EXERCISE: Below are records; count the lines that contain "every" and give only the total.

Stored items
--------------------

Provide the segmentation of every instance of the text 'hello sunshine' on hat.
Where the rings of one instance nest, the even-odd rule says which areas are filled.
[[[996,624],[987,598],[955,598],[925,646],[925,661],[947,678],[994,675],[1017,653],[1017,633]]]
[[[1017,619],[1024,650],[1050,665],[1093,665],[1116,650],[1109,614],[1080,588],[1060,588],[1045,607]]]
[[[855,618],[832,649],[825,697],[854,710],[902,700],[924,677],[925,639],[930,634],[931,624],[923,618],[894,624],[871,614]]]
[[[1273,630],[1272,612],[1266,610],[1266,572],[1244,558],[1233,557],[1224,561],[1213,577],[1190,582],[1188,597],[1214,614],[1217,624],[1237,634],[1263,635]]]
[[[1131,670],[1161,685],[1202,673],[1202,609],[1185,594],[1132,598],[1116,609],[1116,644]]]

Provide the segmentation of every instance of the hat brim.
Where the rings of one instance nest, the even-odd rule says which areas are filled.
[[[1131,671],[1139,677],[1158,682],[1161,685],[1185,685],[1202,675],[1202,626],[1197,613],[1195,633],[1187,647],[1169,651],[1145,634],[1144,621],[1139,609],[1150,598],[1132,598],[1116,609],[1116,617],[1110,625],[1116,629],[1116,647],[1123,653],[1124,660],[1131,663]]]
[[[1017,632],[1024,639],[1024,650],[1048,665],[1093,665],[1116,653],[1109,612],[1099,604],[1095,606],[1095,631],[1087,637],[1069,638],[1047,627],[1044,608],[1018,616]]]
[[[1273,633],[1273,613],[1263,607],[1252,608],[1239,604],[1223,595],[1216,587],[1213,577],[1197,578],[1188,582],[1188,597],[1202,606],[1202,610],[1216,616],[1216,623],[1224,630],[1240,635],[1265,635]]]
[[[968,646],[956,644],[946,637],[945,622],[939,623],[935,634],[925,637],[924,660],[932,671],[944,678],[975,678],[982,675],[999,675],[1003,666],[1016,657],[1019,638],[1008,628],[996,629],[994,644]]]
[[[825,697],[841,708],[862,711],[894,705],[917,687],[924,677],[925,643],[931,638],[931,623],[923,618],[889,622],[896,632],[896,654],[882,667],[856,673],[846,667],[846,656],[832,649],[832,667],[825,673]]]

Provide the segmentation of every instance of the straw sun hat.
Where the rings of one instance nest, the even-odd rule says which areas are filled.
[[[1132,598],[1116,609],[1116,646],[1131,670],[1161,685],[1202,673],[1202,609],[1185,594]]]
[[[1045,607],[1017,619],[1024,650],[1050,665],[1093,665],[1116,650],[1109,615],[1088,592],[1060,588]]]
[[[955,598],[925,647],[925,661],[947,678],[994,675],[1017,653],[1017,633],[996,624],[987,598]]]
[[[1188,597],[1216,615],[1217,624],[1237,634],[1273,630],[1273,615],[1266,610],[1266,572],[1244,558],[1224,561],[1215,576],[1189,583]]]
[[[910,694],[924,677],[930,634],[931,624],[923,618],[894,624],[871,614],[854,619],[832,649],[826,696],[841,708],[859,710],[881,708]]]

--------------------

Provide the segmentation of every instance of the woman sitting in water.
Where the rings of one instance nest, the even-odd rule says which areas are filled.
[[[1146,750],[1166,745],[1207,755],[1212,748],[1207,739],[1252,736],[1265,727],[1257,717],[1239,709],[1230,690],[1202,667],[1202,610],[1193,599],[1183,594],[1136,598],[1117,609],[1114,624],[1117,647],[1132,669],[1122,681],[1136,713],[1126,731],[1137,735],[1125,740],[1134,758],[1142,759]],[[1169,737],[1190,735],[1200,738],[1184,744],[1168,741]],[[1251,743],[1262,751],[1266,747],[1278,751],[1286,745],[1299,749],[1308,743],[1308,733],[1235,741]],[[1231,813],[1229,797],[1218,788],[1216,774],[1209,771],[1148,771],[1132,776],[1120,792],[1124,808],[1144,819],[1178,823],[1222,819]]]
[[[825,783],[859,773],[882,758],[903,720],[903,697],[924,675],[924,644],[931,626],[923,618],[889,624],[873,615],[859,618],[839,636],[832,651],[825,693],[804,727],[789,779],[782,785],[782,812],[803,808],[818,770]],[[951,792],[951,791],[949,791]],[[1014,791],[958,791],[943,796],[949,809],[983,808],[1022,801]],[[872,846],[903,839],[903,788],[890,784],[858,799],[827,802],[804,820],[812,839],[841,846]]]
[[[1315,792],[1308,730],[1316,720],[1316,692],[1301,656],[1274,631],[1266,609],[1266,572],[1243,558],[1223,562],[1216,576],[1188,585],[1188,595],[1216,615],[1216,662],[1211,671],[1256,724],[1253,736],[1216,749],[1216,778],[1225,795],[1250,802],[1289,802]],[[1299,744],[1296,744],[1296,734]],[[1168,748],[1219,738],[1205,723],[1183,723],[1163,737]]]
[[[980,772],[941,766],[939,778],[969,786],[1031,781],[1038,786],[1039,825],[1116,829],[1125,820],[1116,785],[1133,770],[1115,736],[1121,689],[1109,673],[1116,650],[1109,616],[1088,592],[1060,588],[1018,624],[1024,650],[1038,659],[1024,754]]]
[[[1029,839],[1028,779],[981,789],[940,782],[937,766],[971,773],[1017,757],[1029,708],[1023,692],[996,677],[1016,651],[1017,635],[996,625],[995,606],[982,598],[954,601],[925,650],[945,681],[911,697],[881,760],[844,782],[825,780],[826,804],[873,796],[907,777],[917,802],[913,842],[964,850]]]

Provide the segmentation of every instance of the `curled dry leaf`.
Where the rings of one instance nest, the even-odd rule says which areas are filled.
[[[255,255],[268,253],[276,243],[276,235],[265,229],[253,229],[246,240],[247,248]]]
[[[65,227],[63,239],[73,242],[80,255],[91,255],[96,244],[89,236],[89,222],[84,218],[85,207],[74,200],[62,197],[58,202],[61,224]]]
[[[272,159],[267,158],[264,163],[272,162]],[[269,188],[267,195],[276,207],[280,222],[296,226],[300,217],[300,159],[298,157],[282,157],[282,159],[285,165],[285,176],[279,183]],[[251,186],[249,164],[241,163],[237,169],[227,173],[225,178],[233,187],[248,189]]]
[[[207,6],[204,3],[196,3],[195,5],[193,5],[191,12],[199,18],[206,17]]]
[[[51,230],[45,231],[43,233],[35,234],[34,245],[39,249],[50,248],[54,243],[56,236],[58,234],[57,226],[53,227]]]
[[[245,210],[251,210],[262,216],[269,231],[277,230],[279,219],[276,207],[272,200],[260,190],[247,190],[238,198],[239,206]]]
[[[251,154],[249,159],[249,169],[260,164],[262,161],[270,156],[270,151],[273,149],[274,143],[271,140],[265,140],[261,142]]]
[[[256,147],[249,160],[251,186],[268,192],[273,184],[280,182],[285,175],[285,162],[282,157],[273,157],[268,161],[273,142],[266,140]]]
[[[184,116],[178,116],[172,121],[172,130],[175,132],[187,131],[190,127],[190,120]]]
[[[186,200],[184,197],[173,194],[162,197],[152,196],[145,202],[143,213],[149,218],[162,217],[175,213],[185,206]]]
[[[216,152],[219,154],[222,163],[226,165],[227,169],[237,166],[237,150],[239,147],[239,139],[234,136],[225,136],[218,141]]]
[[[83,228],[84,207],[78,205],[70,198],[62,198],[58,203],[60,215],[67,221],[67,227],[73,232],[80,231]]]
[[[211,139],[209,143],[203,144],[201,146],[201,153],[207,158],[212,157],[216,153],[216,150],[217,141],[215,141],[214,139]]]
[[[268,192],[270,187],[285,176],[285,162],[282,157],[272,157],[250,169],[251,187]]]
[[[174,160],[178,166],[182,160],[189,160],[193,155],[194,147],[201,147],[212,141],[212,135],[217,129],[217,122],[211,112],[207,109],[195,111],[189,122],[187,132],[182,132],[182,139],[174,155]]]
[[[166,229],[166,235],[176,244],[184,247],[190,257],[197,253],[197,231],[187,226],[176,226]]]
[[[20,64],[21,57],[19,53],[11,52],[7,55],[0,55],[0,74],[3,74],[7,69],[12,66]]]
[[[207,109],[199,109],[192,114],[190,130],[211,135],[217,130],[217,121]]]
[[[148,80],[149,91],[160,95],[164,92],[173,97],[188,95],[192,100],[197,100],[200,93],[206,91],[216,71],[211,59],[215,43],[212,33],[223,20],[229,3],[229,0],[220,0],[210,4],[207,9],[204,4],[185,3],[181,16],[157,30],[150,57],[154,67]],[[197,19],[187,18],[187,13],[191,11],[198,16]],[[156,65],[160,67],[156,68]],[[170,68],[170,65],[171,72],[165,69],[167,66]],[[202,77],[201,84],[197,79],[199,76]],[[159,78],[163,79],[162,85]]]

--------------------

SOLUTION FOR THIS TASK: 5